◆ **Onderdelen**
a - Schrijf het stuk uit het fragment over dat begint bij "Ons wat onwennige" en eindigt bij "de trainers plaats.".
b - Waarom mag de verteller volgens het fragment vandaag meer losgaan dan twee weken geleden? Antwoord in één tot drie zinnen.
c - Ga verder met het fragment over de trainingsdag, vanaf de laatste zin die er staat.

══ Gekozen fragment ══

De aanblik van de grote, amper gevulde parkeerplaats maakt net als eerder deze maand een desolate indruk op me. Die vormt een scherp contrast met de gezonde spanning die ik vanochtend ervaar. Ik ben benieuwd hoe we deze oefeningen aan gaan vliegen.
Twee weken geleden speelde ik nog relatief neutrale rollen tijdens het afnemen van examens. Vandaag mag ik echter meer los gaan, als ik in de huid kruip van verwarde personen en psychisch gestoorden.
Ons wat onwennige gedrag van tijdens de vorige begroeting is dit keer grotendeels verdwenen. Na een verbale groet en het opsteken van een hand ontsmet ik mijn handen en neem op anderhalve meter afstand van de trainers plaats.

═══
══ Gegevensoverzicht ══

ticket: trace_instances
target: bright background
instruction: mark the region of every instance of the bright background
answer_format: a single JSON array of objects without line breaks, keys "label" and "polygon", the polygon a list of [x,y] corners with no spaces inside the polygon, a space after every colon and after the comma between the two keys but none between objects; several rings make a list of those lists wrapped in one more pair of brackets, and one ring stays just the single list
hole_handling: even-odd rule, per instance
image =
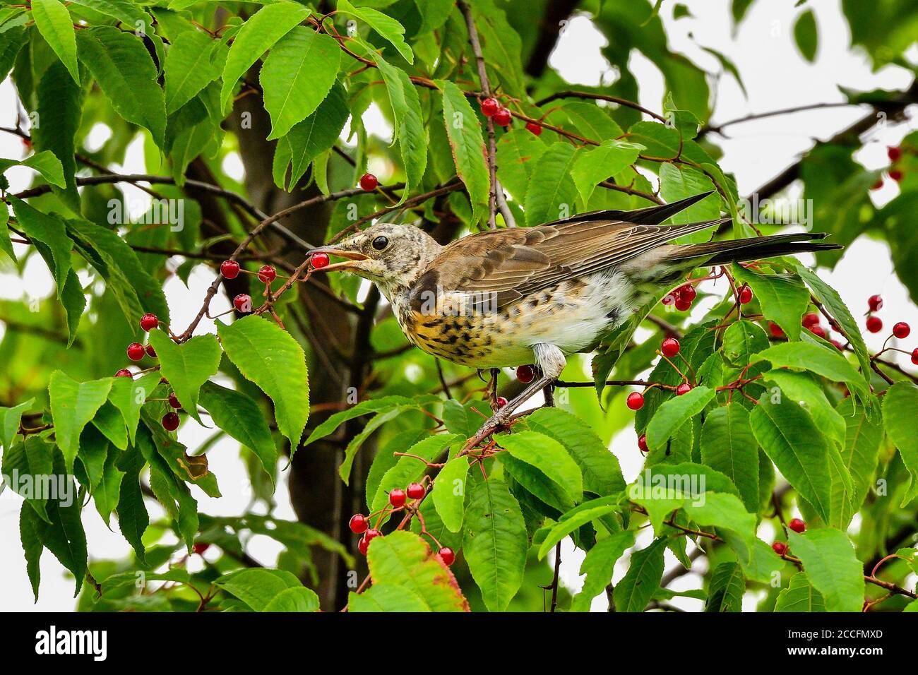
[{"label": "bright background", "polygon": [[[678,20],[672,18],[673,4],[664,3],[661,16],[666,24],[670,45],[676,51],[681,51],[711,73],[716,73],[720,66],[700,45],[715,49],[736,64],[745,83],[749,97],[746,98],[735,80],[722,74],[716,86],[712,86],[715,96],[713,124],[744,117],[750,113],[763,113],[772,110],[818,103],[841,102],[844,100],[838,91],[839,86],[869,91],[876,88],[905,89],[912,83],[912,74],[898,66],[887,66],[872,73],[867,57],[859,51],[851,50],[851,39],[847,24],[842,15],[840,0],[811,0],[809,6],[816,14],[819,26],[819,51],[814,63],[809,63],[800,56],[793,41],[793,20],[800,10],[795,9],[795,0],[768,0],[754,3],[739,29],[733,34],[729,0],[682,0],[692,17]],[[599,50],[605,44],[605,38],[593,27],[587,17],[572,19],[563,31],[549,63],[572,84],[597,85],[603,82],[614,81],[615,73]],[[918,48],[912,46],[908,54],[909,61],[918,62]],[[664,97],[663,77],[656,67],[640,54],[632,57],[632,72],[641,83],[640,103],[649,109],[659,110]],[[910,118],[898,125],[882,125],[872,129],[864,138],[865,147],[856,154],[856,159],[868,169],[880,169],[888,165],[887,146],[897,145],[909,131],[918,129],[915,107],[907,112]],[[16,116],[16,96],[10,80],[0,84],[0,126],[12,126]],[[725,129],[729,138],[714,137],[723,150],[720,162],[724,172],[732,172],[736,176],[741,196],[748,196],[782,169],[793,163],[812,147],[816,140],[826,140],[845,129],[865,114],[865,107],[840,107],[822,108],[792,115],[782,115],[761,120],[737,124]],[[367,112],[364,121],[371,132],[384,138],[391,137],[391,129],[373,107]],[[346,131],[346,129],[345,129]],[[104,142],[107,129],[102,125],[93,130],[90,141]],[[25,149],[20,140],[11,134],[0,133],[0,157],[18,158]],[[235,162],[233,160],[235,159]],[[228,173],[241,176],[241,162],[230,156],[225,168]],[[124,166],[112,167],[116,172],[132,174],[144,173],[142,146],[140,141],[131,144]],[[14,167],[7,172],[11,192],[25,189],[31,180],[31,171],[23,167]],[[142,191],[128,186],[125,194],[130,200],[131,213],[142,214],[149,203],[149,196]],[[790,198],[799,196],[799,190],[788,191]],[[898,194],[898,188],[891,180],[886,180],[884,186],[872,193],[878,205],[885,204]],[[812,223],[812,229],[819,231],[820,223]],[[17,246],[25,252],[26,247]],[[856,317],[860,317],[866,309],[867,298],[874,293],[884,298],[884,307],[879,312],[887,326],[898,321],[907,321],[918,325],[918,308],[909,299],[908,293],[892,271],[889,247],[885,242],[861,237],[848,247],[845,257],[832,272],[823,271],[826,281],[834,286],[851,308]],[[200,298],[207,286],[213,279],[212,273],[206,267],[196,267],[189,278],[190,287],[174,276],[165,285],[166,298],[174,320],[183,324],[190,322],[200,307]],[[710,283],[710,282],[709,282]],[[27,265],[25,275],[20,277],[11,274],[8,267],[0,262],[0,298],[21,298],[23,297],[45,298],[54,290],[53,281],[47,267],[33,256]],[[706,306],[698,303],[696,311],[702,312]],[[229,309],[226,298],[218,297],[213,309],[216,312]],[[861,325],[863,321],[861,320]],[[0,336],[4,332],[0,322]],[[201,330],[213,332],[212,322],[202,322]],[[868,346],[872,350],[879,348],[883,337],[866,333]],[[901,360],[906,363],[907,359]],[[0,365],[2,367],[2,365]],[[585,373],[585,377],[588,377]],[[180,441],[193,449],[209,435],[209,430],[188,420],[180,432]],[[643,457],[637,451],[637,440],[633,429],[619,433],[611,444],[612,451],[621,464],[626,481],[633,480],[641,470]],[[224,496],[220,499],[207,497],[197,492],[202,512],[212,515],[238,515],[243,512],[249,503],[251,490],[243,465],[239,461],[238,445],[231,439],[224,439],[208,452],[208,461],[212,469],[219,475]],[[275,499],[277,518],[294,519],[287,490],[286,475],[280,474]],[[232,486],[238,486],[233,489]],[[64,568],[49,553],[41,557],[41,593],[38,603],[33,602],[31,588],[26,575],[25,559],[19,545],[19,508],[21,500],[6,489],[0,494],[0,610],[3,611],[72,611],[73,581],[67,578]],[[162,516],[162,510],[148,502],[151,520]],[[129,555],[130,548],[120,534],[109,531],[95,509],[84,511],[84,524],[89,543],[90,555],[117,558]],[[851,528],[856,531],[858,520],[856,517]],[[116,525],[117,527],[117,525]],[[771,541],[773,532],[770,524],[764,524],[759,532],[767,541]],[[644,546],[644,532],[638,539],[638,546]],[[690,546],[691,545],[689,545]],[[281,546],[262,536],[250,540],[248,552],[257,560],[273,565]],[[554,555],[554,554],[552,554]],[[574,549],[570,540],[562,546],[561,580],[572,592],[579,591],[582,579],[577,571],[584,557],[583,551]],[[551,557],[551,556],[549,557]],[[189,566],[200,566],[200,560],[192,560]],[[666,569],[676,565],[675,558],[666,552]],[[696,565],[704,564],[700,559]],[[614,581],[618,581],[627,569],[627,559],[619,561]],[[675,582],[673,590],[698,588],[700,578],[687,574]],[[751,610],[759,600],[756,592],[747,592],[744,609]],[[593,609],[606,610],[604,596],[598,597]],[[672,604],[687,610],[700,609],[700,601],[676,599]]]}]

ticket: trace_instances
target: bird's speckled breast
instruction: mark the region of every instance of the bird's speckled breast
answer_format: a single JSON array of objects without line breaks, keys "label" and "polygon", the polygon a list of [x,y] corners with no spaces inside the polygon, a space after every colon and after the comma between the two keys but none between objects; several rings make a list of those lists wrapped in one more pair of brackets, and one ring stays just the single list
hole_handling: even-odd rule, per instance
[{"label": "bird's speckled breast", "polygon": [[466,310],[466,297],[449,292],[425,311],[411,306],[407,292],[390,299],[413,344],[447,361],[492,368],[532,363],[532,346],[539,343],[554,344],[565,354],[592,348],[633,310],[635,295],[622,275],[606,270],[490,311]]}]

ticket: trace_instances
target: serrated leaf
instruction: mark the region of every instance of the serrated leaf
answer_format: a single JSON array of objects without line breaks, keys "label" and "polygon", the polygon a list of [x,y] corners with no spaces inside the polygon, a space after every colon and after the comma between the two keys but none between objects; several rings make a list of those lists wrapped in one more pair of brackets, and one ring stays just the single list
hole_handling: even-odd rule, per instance
[{"label": "serrated leaf", "polygon": [[440,518],[450,532],[459,532],[462,529],[467,474],[468,459],[453,457],[440,469],[433,483],[431,499],[433,500]]},{"label": "serrated leaf", "polygon": [[341,59],[333,38],[305,26],[277,40],[260,75],[271,115],[268,141],[284,136],[319,107],[338,78]]},{"label": "serrated leaf", "polygon": [[788,532],[791,553],[803,563],[807,579],[825,600],[826,612],[860,612],[864,570],[847,534],[840,530]]},{"label": "serrated leaf", "polygon": [[223,66],[220,109],[225,110],[236,83],[262,54],[309,16],[309,10],[296,3],[276,3],[259,9],[246,19],[236,34]]},{"label": "serrated leaf", "polygon": [[492,477],[476,485],[465,510],[463,552],[489,612],[505,611],[520,590],[528,548],[526,523],[507,484]]},{"label": "serrated leaf", "polygon": [[309,418],[309,382],[302,347],[274,323],[252,315],[230,325],[218,321],[227,356],[274,403],[277,427],[296,452]]},{"label": "serrated leaf", "polygon": [[185,411],[203,423],[197,412],[197,398],[202,385],[220,366],[217,339],[211,334],[196,335],[178,344],[157,328],[150,332],[150,343],[160,360],[160,373],[169,380]]},{"label": "serrated leaf", "polygon": [[51,373],[48,392],[54,418],[54,433],[57,444],[63,453],[68,473],[73,471],[73,460],[80,449],[83,428],[106,402],[111,386],[111,377],[77,382],[60,370]]},{"label": "serrated leaf", "polygon": [[277,447],[258,404],[245,394],[214,382],[201,387],[200,401],[217,426],[255,453],[273,485]]},{"label": "serrated leaf", "polygon": [[32,0],[32,18],[58,58],[67,66],[73,81],[79,84],[80,69],[76,65],[76,35],[70,12],[59,0]]},{"label": "serrated leaf", "polygon": [[129,122],[148,129],[163,147],[166,109],[159,73],[140,38],[108,26],[86,28],[77,36],[83,62],[112,107]]}]

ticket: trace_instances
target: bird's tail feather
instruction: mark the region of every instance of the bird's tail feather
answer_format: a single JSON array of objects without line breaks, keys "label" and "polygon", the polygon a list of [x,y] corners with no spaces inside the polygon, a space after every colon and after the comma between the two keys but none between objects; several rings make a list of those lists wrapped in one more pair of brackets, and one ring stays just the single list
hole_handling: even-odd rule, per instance
[{"label": "bird's tail feather", "polygon": [[813,242],[827,236],[824,232],[796,232],[686,244],[675,246],[673,253],[667,257],[674,262],[693,260],[697,261],[697,264],[725,264],[843,248],[835,243]]}]

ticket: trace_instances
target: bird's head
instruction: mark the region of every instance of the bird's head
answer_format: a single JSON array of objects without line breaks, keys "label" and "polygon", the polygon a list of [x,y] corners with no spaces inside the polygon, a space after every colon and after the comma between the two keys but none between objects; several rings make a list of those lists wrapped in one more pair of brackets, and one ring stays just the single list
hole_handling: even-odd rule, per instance
[{"label": "bird's head", "polygon": [[309,253],[310,255],[321,253],[346,258],[317,271],[353,272],[374,282],[388,296],[390,290],[410,286],[442,248],[432,237],[416,227],[378,223]]}]

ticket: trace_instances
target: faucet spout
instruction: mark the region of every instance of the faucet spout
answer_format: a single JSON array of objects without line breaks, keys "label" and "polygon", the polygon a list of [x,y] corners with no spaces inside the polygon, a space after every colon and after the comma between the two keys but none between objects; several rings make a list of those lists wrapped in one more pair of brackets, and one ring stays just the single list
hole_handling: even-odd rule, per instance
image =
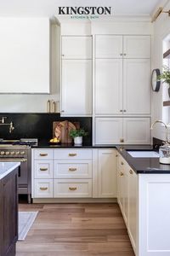
[{"label": "faucet spout", "polygon": [[155,122],[153,122],[151,124],[151,126],[150,126],[150,130],[153,130],[153,127],[154,125],[156,124],[156,123],[161,123],[164,126],[165,126],[165,129],[166,129],[166,143],[168,143],[169,144],[169,142],[168,142],[168,136],[167,136],[167,128],[169,127],[169,124],[168,125],[166,125],[163,121],[162,120],[156,120]]}]

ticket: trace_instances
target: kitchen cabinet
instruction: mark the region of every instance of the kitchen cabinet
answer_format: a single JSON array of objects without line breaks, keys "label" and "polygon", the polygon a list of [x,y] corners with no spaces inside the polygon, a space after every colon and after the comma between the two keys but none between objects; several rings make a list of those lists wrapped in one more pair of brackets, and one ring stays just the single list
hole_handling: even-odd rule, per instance
[{"label": "kitchen cabinet", "polygon": [[150,58],[150,37],[97,35],[95,58]]},{"label": "kitchen cabinet", "polygon": [[95,46],[95,115],[150,114],[150,38],[96,36]]},{"label": "kitchen cabinet", "polygon": [[62,44],[61,115],[92,115],[92,38],[63,37]]},{"label": "kitchen cabinet", "polygon": [[0,180],[0,256],[14,256],[18,240],[18,168]]},{"label": "kitchen cabinet", "polygon": [[99,198],[116,197],[116,150],[98,149]]},{"label": "kitchen cabinet", "polygon": [[120,206],[134,253],[138,234],[138,176],[118,154],[117,202]]},{"label": "kitchen cabinet", "polygon": [[49,20],[3,18],[0,37],[0,93],[49,93]]},{"label": "kitchen cabinet", "polygon": [[95,118],[95,144],[149,144],[150,118]]}]

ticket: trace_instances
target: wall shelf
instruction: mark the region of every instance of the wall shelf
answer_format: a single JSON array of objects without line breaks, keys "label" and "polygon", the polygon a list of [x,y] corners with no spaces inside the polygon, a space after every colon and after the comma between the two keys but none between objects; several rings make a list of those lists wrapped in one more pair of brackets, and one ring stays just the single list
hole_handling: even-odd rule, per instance
[{"label": "wall shelf", "polygon": [[163,102],[163,106],[164,106],[164,107],[170,106],[170,101]]},{"label": "wall shelf", "polygon": [[166,52],[163,54],[163,59],[170,59],[170,49],[167,49]]}]

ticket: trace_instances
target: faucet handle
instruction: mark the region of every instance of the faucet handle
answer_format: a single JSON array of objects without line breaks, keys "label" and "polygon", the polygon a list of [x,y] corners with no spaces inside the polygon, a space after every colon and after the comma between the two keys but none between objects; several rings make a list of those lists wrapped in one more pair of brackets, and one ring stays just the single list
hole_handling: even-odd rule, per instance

═══

◆ **Antwoorden per opdracht**
a -
Ons wat onwennige gedrag van tijdens de vorige begroeting is dit keer grotendeels verdwenen. Na een verbale groet en het opsteken van een hand ontsmet ik mijn handen en neem op anderhalve meter afstand van de trainers plaats.

b - Twee weken geleden speelde de verteller bij het afnemen van examens nog relatief neutrale rollen. Vandaag kruipt de verteller in de huid van verwarde personen en psychisch gestoorden, en daarbij mag er meer losgegaan worden.

c -
Het voorbespreken van de cases begint zoals we gewend zijn. We spreken de inhoud ervan, de rollen en het gewenste gedrag door. We doen de oefeningen vandaag buiten, dus het bewaren van de anderhalve meter afstand zal geen praktische problemen geven.
Een aandachtspunt is het vlindermes, waarmee ik in één van mijn ‘gestoorde’ rollen zal lopen te zwaaien. Het bespreken van dit onderdeel duurt langer dan normaal. Een wapen is gewoonlijk ‘slechts’ een wapen, maar in deze tijden is het tevens een potentiële besmettingsbron.
Volgens het strikte protocol ontsmet ik het ding, voordat ik het in mijn broekzak wegstop. De cursisten zullen met handschoenen werken tijdens hun pogingen mij te overreden om afstand van het vlindermes te doen.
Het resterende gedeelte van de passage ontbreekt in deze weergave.